■ DOCUMENT SEGMENT ■

+--

More uneven than the Cowley books, the last two were possibly jumping on the Cowley bandwagon, but are nevertheless still interesting.


  1. A great article.

    Worth an honorary mention I think would be what is arguably the best ever Star Trek episode. The City on the Edge of Forever. This episode, written by Harlan Ellison and the Star Trek staff writers also stars Joan Collins.

    Rather than showing us the consequences in the 20th century it uniquely proposes the far consequences of a Nazi victory which leaves Kirk and Spock stranded on a planet with no Enterprise and no Federation of Planets to beam back to!

    A crew member has time travelled back to the prewar New York and inadvertently changed history.

    This created the situation where the USA never entered the Second World War. This leads to a world that eventually descends into barbarism following a Nazi victory. All this exposition is revealed via the delightful device of an add on to Mr Spock's Tricorder which he creates out of radio valves.

    A very different tale to SS-GB and the novels that Robert mentions above but wrapped up in less than an hour. An ingenious and skilful bit of story telling done on a relatively slim budget.

    best regards
    Terry Kidd

  2. Perhaps a waste of time reading these "What if" anthologies. However, the only two What if" speculations that are worth thinking about a bit, were: "What if Winston Churchill did not become the Prime Minister" and "What if D-day landings failed".

+--

[Dataset entries]
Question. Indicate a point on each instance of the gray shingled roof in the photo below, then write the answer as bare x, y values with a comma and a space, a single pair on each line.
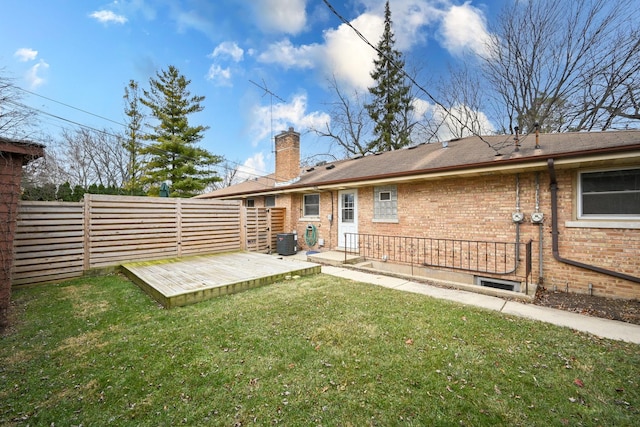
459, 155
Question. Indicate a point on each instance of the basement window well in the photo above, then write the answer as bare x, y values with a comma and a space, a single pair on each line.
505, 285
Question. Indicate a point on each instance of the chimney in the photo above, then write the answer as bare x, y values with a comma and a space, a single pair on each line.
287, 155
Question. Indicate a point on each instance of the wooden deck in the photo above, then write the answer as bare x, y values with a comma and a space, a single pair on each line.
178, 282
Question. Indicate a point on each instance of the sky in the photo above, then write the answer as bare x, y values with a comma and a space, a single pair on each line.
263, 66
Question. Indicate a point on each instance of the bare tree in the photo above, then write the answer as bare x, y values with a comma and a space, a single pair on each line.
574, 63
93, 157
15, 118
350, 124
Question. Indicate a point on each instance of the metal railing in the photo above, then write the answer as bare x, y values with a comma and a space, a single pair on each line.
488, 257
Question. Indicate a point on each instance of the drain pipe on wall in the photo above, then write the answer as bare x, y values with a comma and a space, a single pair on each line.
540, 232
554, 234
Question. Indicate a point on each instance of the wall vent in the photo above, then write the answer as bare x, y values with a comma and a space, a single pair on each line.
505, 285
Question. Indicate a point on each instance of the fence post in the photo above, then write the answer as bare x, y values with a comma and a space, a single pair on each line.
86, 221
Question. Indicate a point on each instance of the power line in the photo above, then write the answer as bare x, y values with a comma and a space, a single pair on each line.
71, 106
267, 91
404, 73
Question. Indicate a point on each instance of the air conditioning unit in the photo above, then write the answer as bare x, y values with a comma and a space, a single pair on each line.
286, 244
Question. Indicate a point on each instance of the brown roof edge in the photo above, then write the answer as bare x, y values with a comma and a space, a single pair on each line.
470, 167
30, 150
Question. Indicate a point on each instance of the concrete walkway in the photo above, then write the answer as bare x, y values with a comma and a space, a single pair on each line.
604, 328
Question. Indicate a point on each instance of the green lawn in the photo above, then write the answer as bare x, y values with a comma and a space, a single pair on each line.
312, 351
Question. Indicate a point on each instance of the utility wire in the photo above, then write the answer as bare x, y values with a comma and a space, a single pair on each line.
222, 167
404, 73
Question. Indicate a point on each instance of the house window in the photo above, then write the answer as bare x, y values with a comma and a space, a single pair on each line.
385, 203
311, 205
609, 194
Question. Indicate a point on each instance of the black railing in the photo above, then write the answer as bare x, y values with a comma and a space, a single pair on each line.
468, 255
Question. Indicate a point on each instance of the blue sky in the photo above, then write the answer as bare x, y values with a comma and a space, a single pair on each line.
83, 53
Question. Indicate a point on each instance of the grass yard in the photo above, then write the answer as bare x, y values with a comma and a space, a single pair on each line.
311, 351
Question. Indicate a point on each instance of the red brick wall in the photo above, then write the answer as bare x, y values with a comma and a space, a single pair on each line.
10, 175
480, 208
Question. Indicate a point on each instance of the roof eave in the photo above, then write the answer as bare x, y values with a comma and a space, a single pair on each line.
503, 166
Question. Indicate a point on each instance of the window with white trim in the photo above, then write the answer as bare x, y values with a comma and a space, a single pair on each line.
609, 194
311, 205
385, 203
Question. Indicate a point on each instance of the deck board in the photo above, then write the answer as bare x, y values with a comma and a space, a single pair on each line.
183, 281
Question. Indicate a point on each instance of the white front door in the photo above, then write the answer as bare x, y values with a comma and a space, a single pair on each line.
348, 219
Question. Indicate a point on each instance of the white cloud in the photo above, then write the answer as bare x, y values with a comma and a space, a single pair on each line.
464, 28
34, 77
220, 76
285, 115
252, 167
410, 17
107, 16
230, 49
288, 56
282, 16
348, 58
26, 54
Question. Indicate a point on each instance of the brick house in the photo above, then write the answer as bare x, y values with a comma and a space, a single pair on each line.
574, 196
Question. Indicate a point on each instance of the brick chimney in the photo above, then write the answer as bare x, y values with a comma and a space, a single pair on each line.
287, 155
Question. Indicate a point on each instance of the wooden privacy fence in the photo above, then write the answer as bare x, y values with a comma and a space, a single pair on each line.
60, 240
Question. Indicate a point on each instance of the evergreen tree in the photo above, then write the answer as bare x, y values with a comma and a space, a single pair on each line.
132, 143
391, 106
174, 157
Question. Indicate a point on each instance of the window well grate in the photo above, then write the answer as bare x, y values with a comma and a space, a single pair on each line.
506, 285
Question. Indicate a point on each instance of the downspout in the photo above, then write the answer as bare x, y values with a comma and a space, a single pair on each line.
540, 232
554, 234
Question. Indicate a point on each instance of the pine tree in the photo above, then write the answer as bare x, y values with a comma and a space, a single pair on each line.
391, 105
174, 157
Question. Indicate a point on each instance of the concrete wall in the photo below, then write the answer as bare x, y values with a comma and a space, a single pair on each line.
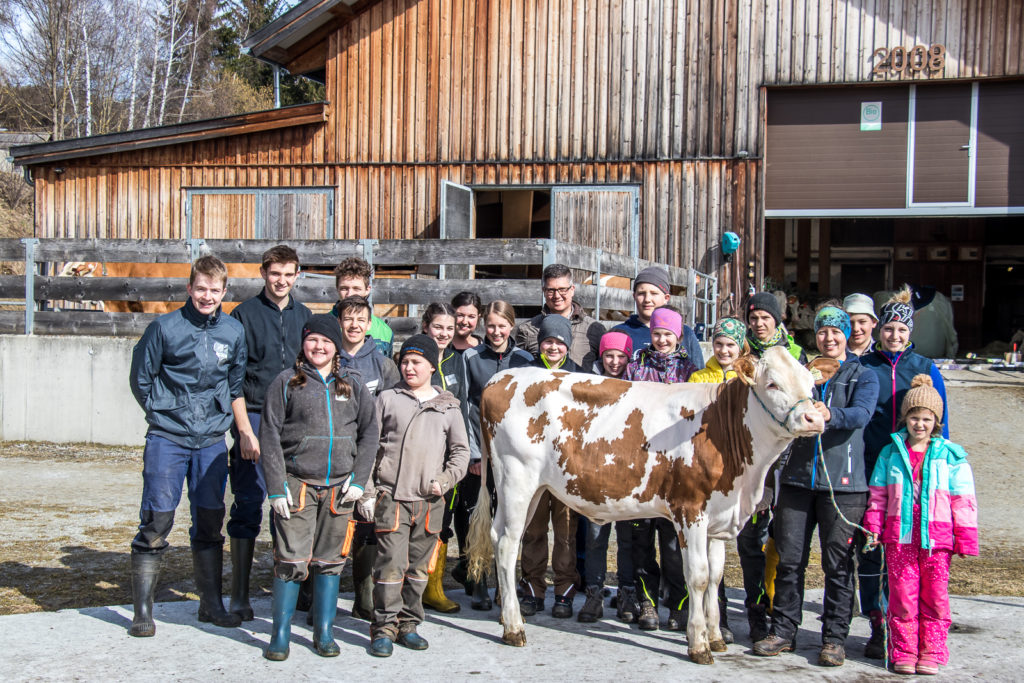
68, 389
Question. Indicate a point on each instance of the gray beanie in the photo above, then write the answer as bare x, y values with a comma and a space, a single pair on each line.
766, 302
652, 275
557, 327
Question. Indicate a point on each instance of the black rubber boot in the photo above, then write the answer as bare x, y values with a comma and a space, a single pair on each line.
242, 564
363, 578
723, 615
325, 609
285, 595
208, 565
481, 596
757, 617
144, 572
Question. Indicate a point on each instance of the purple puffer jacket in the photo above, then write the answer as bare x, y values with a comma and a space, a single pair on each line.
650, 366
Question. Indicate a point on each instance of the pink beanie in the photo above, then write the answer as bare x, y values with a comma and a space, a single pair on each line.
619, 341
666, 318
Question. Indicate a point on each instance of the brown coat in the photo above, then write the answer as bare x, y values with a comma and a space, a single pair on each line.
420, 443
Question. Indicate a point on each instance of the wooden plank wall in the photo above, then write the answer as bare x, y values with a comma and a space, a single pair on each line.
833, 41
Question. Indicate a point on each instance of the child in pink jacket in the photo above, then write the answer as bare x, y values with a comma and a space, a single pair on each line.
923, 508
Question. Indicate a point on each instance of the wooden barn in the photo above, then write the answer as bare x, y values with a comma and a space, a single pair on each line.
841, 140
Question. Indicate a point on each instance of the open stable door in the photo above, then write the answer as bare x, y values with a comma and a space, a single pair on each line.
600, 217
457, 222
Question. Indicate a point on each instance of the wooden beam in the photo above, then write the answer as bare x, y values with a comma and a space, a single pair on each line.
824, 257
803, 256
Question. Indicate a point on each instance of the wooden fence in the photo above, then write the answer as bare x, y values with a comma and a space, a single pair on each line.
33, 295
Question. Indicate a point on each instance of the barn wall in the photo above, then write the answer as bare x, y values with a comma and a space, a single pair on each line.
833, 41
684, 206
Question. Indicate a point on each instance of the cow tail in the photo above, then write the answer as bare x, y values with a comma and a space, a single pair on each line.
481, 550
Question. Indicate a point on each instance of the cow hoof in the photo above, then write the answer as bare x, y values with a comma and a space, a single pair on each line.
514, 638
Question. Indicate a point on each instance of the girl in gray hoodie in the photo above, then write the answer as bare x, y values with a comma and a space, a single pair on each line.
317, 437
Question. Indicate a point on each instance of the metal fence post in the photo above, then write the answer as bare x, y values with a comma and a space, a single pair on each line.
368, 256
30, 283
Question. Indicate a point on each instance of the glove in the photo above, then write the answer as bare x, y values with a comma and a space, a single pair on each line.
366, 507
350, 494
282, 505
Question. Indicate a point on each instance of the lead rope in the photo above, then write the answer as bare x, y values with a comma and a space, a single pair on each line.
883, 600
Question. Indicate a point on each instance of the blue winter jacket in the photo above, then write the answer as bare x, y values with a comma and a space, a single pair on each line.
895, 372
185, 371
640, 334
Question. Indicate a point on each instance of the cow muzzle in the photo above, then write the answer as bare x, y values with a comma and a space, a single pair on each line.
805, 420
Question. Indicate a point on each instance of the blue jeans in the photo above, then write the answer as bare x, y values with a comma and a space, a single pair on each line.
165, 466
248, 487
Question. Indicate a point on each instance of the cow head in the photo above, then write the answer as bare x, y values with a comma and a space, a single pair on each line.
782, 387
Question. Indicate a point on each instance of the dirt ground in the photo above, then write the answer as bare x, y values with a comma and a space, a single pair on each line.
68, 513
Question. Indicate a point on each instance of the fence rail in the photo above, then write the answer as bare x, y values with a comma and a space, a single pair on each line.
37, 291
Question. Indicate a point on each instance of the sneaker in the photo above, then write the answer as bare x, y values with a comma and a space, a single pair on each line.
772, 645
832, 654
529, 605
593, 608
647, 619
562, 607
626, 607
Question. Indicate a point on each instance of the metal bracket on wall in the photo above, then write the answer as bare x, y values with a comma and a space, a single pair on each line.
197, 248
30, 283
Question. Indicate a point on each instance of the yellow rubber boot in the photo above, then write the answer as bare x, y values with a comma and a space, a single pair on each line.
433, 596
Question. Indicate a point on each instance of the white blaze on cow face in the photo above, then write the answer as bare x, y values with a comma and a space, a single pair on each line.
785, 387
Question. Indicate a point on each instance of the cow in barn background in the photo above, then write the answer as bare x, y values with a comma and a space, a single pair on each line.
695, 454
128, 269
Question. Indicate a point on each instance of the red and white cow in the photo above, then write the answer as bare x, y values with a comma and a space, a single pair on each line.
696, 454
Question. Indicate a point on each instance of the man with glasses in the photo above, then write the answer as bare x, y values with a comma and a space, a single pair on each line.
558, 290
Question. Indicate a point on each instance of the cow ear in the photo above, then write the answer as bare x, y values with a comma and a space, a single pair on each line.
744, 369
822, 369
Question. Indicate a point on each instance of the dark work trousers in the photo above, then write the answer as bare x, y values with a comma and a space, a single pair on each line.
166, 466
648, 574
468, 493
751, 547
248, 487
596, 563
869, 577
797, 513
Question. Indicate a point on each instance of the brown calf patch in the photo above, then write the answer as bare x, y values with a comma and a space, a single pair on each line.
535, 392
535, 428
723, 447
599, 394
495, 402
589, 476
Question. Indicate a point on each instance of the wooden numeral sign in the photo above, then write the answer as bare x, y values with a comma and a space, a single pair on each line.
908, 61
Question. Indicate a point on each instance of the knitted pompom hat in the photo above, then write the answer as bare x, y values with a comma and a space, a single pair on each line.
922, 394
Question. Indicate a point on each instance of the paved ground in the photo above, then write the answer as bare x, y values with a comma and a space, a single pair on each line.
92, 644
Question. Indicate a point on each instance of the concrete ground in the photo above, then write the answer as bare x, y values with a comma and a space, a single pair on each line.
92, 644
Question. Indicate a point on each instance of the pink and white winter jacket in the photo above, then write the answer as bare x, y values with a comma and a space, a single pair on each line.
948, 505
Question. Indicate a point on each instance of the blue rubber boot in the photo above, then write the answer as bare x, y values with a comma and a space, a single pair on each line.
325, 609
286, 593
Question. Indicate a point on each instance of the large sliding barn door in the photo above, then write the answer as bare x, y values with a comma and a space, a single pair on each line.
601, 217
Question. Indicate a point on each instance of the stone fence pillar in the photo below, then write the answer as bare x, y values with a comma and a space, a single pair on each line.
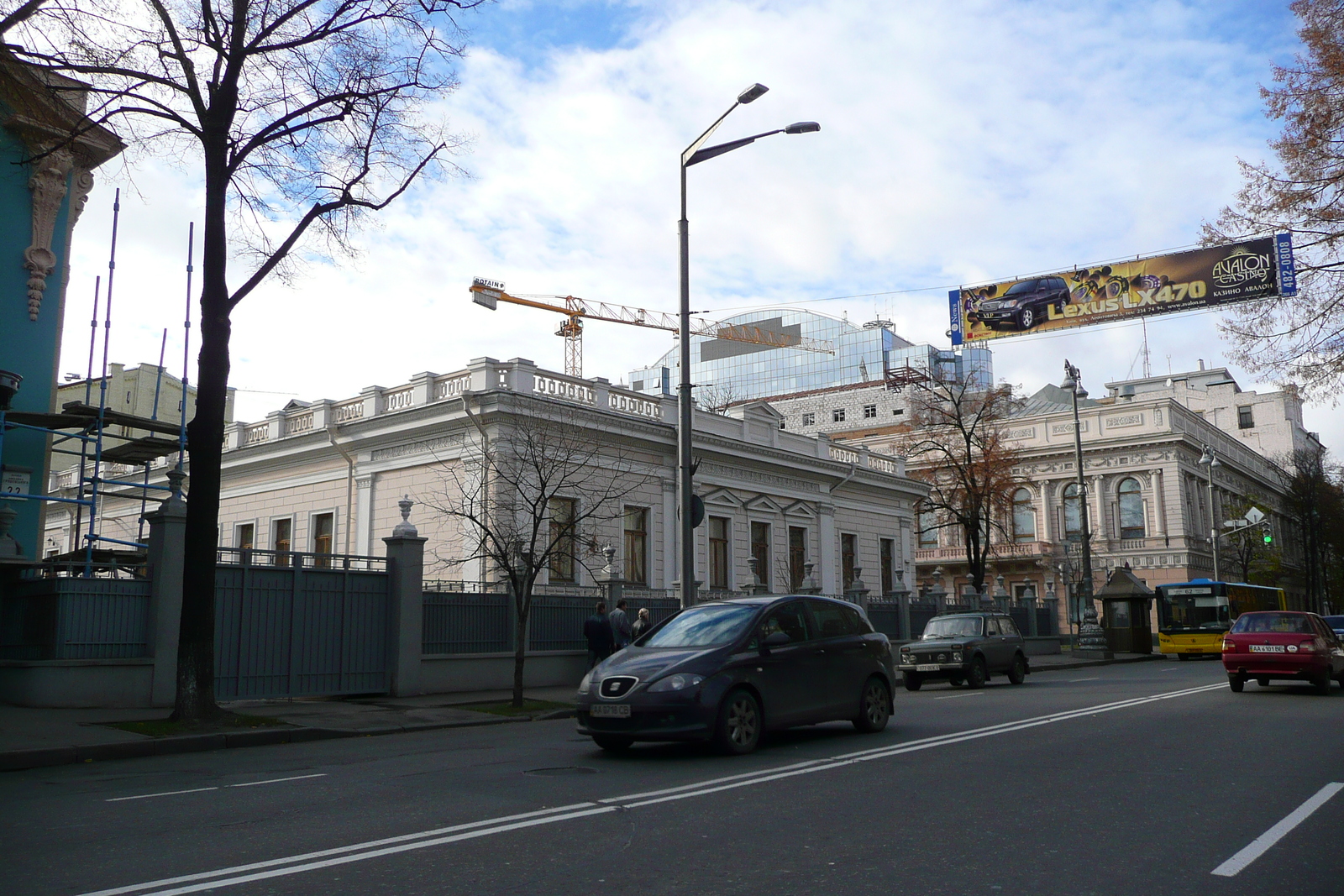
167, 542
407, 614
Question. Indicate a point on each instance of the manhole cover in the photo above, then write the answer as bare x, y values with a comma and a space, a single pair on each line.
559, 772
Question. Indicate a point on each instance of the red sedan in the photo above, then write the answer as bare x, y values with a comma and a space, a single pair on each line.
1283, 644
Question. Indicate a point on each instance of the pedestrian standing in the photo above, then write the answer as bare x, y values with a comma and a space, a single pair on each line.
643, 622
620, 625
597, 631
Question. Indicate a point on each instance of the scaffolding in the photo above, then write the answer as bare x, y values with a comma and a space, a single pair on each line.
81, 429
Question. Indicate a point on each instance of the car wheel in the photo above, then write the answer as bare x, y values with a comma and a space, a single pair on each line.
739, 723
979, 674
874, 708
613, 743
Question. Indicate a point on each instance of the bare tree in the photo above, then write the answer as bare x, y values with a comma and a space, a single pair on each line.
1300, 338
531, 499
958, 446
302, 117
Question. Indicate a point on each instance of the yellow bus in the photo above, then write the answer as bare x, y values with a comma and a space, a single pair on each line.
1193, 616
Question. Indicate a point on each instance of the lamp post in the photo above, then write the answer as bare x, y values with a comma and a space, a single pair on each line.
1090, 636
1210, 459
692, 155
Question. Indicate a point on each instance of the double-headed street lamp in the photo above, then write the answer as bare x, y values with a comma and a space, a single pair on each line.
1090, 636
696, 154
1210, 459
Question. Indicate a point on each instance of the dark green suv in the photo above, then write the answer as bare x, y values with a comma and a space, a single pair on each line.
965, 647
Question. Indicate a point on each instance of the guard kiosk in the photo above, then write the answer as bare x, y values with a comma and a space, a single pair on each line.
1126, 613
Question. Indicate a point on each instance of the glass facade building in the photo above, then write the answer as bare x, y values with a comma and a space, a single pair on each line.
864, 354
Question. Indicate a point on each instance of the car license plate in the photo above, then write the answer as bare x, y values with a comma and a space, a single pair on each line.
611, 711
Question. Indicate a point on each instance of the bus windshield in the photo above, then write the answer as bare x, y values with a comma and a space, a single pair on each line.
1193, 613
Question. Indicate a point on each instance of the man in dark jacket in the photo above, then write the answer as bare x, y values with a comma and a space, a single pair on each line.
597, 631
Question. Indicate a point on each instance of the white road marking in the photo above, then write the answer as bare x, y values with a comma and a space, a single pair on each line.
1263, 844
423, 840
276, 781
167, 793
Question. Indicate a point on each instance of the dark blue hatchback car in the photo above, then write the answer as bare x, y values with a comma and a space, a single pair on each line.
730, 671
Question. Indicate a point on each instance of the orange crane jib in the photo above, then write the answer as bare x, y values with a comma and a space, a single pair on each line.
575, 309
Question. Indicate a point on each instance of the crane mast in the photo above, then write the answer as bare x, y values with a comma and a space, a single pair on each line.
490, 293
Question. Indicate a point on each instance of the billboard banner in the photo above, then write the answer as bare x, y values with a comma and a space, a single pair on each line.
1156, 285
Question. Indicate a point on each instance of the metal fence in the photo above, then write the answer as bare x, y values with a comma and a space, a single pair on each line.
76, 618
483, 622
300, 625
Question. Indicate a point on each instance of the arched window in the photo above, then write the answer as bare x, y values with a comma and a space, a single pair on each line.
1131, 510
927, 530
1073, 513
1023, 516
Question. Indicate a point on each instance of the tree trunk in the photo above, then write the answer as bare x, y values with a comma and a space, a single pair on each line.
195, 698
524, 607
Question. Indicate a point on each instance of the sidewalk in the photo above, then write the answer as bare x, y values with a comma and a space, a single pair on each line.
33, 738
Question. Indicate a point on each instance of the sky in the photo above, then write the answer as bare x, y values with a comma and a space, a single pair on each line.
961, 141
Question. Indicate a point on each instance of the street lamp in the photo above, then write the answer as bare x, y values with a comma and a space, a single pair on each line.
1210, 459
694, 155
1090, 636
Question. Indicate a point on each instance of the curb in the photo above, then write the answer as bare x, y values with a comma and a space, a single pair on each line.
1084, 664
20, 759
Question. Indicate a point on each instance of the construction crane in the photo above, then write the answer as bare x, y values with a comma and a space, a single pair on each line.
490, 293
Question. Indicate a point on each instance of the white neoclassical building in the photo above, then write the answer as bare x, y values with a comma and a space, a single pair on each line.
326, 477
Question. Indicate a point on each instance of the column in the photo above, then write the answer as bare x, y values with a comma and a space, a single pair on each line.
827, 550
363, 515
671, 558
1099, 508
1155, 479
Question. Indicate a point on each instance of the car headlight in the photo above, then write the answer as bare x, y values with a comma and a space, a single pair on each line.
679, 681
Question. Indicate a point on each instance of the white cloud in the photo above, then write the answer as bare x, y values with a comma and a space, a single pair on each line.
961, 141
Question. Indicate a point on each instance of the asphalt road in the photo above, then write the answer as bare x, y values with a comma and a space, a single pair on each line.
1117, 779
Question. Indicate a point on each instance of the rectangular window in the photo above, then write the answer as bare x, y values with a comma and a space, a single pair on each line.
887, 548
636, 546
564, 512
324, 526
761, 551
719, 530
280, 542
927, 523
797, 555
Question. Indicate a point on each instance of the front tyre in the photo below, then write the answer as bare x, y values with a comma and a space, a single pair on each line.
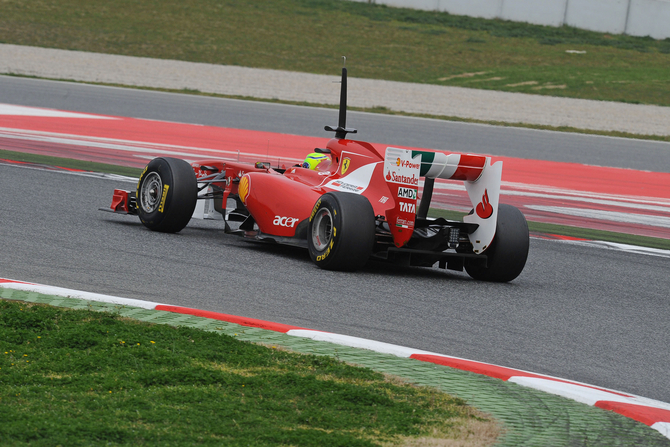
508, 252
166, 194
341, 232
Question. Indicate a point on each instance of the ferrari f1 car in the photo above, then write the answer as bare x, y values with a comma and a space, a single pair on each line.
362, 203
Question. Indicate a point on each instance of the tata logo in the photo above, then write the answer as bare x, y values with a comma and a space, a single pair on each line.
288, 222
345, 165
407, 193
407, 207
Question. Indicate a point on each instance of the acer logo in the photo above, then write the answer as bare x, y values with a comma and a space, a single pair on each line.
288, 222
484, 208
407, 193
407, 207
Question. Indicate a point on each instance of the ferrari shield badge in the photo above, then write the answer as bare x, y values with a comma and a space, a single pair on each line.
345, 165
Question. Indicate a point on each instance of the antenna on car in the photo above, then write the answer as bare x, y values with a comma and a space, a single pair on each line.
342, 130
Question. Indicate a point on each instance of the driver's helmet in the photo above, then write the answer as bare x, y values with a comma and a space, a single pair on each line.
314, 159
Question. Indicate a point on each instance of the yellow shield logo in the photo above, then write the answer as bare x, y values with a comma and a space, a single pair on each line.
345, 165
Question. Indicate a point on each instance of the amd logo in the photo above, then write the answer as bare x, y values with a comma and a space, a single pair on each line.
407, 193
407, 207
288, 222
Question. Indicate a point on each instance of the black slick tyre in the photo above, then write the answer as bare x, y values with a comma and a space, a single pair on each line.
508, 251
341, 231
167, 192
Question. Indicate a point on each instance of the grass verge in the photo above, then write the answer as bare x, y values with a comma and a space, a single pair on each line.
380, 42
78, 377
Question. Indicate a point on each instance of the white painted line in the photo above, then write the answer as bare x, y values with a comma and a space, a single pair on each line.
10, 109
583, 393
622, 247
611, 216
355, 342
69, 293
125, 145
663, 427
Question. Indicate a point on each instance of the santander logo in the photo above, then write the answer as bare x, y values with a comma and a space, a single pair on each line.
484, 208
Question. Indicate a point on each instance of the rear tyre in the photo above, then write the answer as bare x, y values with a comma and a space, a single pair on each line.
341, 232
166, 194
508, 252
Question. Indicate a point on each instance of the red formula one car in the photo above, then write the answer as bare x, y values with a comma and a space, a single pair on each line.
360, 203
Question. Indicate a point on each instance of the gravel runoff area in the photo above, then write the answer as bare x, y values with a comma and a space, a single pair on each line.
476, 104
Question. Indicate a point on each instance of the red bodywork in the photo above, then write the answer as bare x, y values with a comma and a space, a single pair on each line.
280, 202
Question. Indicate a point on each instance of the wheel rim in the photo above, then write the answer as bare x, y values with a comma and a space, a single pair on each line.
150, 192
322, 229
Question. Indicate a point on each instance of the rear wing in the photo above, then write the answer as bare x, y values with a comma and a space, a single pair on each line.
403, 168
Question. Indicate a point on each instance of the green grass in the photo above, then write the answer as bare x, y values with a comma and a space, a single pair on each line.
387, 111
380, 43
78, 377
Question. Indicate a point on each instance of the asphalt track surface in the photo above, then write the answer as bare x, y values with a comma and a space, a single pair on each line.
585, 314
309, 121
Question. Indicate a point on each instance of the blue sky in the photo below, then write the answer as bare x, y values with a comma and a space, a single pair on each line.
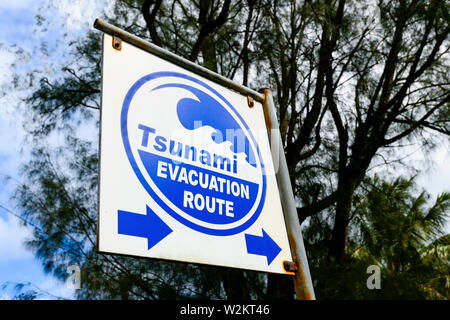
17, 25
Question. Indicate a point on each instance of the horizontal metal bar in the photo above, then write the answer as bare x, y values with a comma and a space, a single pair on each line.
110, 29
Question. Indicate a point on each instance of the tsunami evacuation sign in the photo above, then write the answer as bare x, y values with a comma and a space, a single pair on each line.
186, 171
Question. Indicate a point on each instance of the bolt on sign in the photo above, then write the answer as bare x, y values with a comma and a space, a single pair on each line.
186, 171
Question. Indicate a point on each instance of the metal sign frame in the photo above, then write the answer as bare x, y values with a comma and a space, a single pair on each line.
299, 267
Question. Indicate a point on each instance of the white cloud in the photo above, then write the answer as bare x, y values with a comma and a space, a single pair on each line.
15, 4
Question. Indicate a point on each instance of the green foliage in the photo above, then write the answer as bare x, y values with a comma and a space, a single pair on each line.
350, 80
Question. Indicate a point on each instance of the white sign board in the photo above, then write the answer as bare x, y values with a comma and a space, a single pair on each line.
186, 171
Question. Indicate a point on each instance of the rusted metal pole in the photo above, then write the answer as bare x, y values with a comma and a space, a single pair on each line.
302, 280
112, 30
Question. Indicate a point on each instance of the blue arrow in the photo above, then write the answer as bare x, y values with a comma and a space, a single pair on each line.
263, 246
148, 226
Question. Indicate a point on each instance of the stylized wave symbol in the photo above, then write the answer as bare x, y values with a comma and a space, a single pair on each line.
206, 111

+--

■ AIM OF THE TASK ■
Carry on the reader comments about alternate-history stories of a Nazi victory, starting right after their last sentence. These records were taken from a separate source and have no connection to the text.

■ ANSWER BELOW ■
    When I was a student in an university in early 1970s, there was a debate in our university's political science department about the "What if" speculation of "What if John Kennedy was not assassinated, but was able to serve his first term, and was defeated by Barry Goldwater when standing for the second term". Well, at the end of this interesting debate, one historian in the audience remarked that events tend to pull back from the edge of precipice at various times in history, pointing out at the defeat of Barry Goldwater against Lyndon Johnson. I tend to agree with this.

    1. I hasten to add that I was a postgraduate student in computer science, and hence as a neutral was able to enjoy that debate.

  3. "The backstory explains that in 1940, Britain under Lord Halifax surrendered to Nazi Germany. Now, in 1952, Lord Beaverbrook is PM with Oswald Mosley as Home Secretary. Churchill is the leader of the resistance"

    Never thought Lord Beaverbrook, a Canadian, was an appeaser or the British Marshall Petain! Mosley the Home Secretary? This is the kind of delirium that is plausible when one is suffering from very high temperature caused by an extreme Flu variant!
    But , I can still believe the French President "agreeing" always with the German Chancellor even today on matters of the EU, despite Macron elected as the French president, following the tradition from the days of WWII, now, with a different name of German-French solidarity in respect of the EU!
    No need for the "What if" conjectures any more today, the German Chancellor is running the EU, now, for Germans, which means most of Europe!!

  4. Jim/Simon
    Thanks for your comments. I used to be a huge SF fan, particularly time travel and its idea of paradoxes, but never a Trekkie. The City on the Edge of Forever story sounds good though. For other Nazi alternate histories, that by controversial SF author Norman Spinrad, The Iron Dream, a real peculiarity about Hitler emigrating to the US and becoming a pulp fiction writer, may be worth a look. Also the very prolific Harry Turtledove, king of alternate histories, has written 7 books in his The War That Came Early series and a few other alternate WW2 novels, though I haven't read them. The problem with books like Turtledove's (and Sarban's) is that the further you get from the epicentre of the event, the more events diverge from probability. This is now called the Butterfly Effect, after Ray Bradbury's excellent 1953 time travel story A Sound of Thunder. So, Simon, that's why the What If? essays are not a waste of time and are good to read, because their speculation is kept to a minimum. Of course they cover much more than WW2.
    On the back story to Dominion, I agree it's farfetched, though Sansom has made a good effort at a detailed alternate.